▶ **WORK TO DO**: Convert the lines of the records below into a Markdown table with two columns, Row for the row number and Text for the line. Skip blank lines and leave the pictures out.

▶ **DATA EXTRACT**:
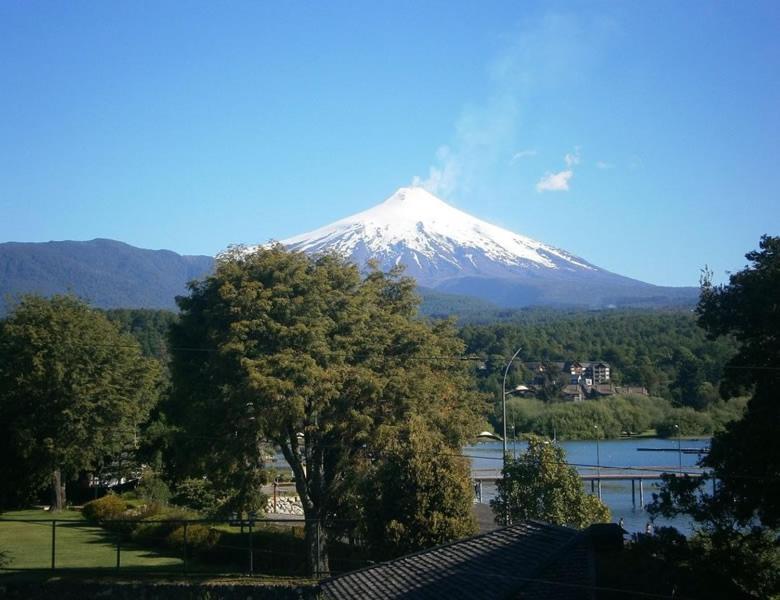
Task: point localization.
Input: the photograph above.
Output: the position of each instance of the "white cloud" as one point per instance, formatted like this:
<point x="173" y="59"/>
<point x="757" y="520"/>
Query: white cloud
<point x="522" y="154"/>
<point x="555" y="182"/>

▶ **CORRECT OUTPUT**:
| Row | Text |
|---|---|
| 1 | Task: point localization. |
| 2 | Input: the photograph above. |
| 3 | Output: the position of each instance of the "white cloud" as one point per instance, formatted like this: |
| 4 | <point x="173" y="59"/> |
| 5 | <point x="757" y="520"/> |
| 6 | Query: white cloud |
| 7 | <point x="522" y="154"/> |
| 8 | <point x="555" y="182"/> |